::: Excerpted passage
Is there a NAO simulation with Speech Recognition?

Due to Covid-19, I don't have access to a physical NAO and need to work with simulations. The goal is to model dialogues of different complexity, also involving gestures. Speech recognition is the most important feature here, but simulation of other features that add more realism (like voice) would be appreciated too.

I am working from a Mac (with Catalina).

What I've tried:

Choregraphe: The included simulation works fine, but is very restricted in its abilities. If I'm not missing something, dialogues are only simulated in a written chat - so I type the speech input, getting 'speech bubbles' as a response
Webots for NAO: No longer supported?
Webots (using Python controllers): The most promising approach so far, but there is basically no documentation on how to write NAO controllers. I could not figure out how to make the Speaker() class work. The robot and world simulation from naoqisim (which is also no longer sustained) seem to run fine.
Webots using ROS controller: There is no official support for Mac, and the recommended installation for ROS Kinetics has not yet worked for me.

I'd appreciate any hint on whether Webots is even suitable for dialogues (seems to be mostly focussed on movement) or advice for other suitable simulations.

Solution

Choregraphe

The ALTextToSpeech and ALSpeechRecognition APIs don't work on the virtual robot unforunately. From the docs here

ACAPELA, microAITalk and Nuance engines are only available on the real robot. When using a virtual robot, said text can be visualized in Choregraphe Robot View and Dialog panel.

and here

[Speech Recognition] cannot be tested on a simulated robot - This module is only available on a real robot, you cannot test it on a simulated robot.

The text interaction can be used to test the flow of your dialogs, but won't allow you to test the nuances of speech recognition properly though.
::::::
::: Provided data
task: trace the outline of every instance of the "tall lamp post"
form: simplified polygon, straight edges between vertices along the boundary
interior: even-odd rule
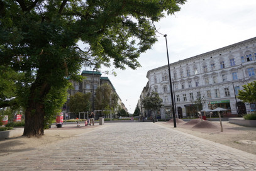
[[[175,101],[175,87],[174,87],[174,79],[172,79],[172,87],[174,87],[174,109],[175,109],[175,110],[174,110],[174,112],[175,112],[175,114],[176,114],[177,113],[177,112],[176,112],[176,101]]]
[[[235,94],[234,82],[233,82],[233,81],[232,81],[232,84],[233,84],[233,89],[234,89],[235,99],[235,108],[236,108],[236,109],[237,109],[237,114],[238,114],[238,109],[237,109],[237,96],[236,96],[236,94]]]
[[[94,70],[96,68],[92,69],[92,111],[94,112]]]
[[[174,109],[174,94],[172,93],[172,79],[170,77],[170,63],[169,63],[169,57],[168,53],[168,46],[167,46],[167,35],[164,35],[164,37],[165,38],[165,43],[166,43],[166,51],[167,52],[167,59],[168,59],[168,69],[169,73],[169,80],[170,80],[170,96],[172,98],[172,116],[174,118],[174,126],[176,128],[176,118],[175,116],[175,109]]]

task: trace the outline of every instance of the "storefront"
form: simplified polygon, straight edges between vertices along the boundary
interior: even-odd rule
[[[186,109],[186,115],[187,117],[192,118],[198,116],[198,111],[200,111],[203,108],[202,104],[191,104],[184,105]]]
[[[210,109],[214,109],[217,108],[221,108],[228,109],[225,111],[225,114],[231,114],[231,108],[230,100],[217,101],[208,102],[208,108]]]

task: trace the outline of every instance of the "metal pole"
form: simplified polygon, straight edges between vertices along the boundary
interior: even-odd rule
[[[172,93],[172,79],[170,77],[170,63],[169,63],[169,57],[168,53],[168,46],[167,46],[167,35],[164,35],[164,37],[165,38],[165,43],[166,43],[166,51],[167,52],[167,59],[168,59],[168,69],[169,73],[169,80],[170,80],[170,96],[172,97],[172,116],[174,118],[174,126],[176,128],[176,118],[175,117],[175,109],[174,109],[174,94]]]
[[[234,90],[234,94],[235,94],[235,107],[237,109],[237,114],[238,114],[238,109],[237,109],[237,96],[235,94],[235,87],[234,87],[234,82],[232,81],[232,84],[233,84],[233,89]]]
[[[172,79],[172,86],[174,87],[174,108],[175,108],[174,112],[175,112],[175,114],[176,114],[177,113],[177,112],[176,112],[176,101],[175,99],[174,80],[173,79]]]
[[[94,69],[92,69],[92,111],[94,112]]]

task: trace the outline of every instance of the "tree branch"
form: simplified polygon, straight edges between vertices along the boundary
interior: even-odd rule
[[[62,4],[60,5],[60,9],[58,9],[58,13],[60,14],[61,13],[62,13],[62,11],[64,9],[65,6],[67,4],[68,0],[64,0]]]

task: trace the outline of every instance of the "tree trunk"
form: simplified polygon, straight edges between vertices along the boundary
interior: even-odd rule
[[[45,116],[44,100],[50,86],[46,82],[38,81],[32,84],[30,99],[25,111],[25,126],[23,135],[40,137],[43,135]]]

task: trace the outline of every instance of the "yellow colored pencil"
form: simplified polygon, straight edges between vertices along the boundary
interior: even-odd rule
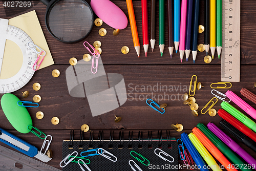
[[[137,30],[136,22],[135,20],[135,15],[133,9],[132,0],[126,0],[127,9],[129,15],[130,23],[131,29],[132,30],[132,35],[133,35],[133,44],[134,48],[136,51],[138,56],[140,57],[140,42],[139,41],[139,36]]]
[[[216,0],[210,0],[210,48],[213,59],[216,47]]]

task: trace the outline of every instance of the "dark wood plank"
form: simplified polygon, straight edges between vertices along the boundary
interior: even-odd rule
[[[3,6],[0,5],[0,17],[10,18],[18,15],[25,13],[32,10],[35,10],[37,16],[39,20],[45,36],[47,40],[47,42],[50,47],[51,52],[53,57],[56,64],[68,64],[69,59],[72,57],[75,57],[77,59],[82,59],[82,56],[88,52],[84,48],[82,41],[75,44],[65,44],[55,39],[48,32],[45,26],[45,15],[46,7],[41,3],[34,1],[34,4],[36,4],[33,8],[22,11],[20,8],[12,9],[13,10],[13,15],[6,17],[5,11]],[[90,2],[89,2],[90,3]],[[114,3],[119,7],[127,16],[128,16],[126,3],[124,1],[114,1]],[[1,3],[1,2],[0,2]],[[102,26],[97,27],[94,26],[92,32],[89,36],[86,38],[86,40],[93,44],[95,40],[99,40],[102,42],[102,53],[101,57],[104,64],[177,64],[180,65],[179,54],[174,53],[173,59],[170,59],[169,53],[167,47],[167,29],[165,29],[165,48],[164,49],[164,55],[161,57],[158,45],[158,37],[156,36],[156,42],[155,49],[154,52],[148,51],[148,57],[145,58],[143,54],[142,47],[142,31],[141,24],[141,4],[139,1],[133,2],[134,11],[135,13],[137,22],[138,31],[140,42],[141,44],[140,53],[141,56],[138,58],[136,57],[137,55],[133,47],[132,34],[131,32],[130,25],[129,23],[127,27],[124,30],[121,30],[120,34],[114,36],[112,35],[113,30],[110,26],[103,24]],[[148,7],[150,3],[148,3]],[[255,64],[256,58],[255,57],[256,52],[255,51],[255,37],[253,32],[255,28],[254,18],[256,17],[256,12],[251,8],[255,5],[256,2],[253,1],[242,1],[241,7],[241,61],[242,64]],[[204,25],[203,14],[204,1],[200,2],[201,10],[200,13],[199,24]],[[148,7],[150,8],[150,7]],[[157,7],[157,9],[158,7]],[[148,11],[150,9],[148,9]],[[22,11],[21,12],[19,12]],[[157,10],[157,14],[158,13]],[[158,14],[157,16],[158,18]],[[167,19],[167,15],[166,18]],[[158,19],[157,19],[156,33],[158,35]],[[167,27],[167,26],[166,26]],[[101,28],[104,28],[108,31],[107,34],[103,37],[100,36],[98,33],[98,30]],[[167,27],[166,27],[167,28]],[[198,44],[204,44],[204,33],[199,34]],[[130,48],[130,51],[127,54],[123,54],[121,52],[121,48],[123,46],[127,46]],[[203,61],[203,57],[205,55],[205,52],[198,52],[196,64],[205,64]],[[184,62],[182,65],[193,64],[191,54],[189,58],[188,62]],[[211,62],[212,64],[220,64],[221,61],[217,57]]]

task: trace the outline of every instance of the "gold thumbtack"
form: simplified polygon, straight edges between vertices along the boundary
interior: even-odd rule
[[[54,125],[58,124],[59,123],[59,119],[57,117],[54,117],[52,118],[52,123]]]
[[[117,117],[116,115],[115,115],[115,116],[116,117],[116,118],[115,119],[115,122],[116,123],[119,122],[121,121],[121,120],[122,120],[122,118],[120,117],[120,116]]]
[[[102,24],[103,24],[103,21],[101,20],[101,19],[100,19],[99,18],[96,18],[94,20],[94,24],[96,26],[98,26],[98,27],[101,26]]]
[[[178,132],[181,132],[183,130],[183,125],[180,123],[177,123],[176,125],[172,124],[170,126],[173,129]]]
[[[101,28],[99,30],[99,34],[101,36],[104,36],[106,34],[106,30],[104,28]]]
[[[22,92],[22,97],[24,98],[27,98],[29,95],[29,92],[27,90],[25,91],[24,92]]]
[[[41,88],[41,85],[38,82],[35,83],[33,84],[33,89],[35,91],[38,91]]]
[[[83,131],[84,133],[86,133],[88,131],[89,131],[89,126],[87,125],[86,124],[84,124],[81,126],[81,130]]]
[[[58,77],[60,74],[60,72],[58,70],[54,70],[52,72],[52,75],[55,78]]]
::::::
**Requirement 1**
What version of the Mac operating system does the asker of the NAO simulation thread use?
**Requirement 2**
Restate the NAO simulation thread from "Webots (using Python" up to and including "worked for me.", renaming "Mac" to "macOS".

**Response area 1**
Catalina.

**Response area 2**
Webots (using Python controllers): The most promising approach so far, but there is basically no documentation on how to write NAO controllers. I could not figure out how to make the Speaker() class work. The robot and world simulation from naoqisim (which is also no longer sustained) seem to run fine.
Webots using ROS controller: There is no official support for macOS, and the recommended installation for ROS Kinetics has not yet worked for me.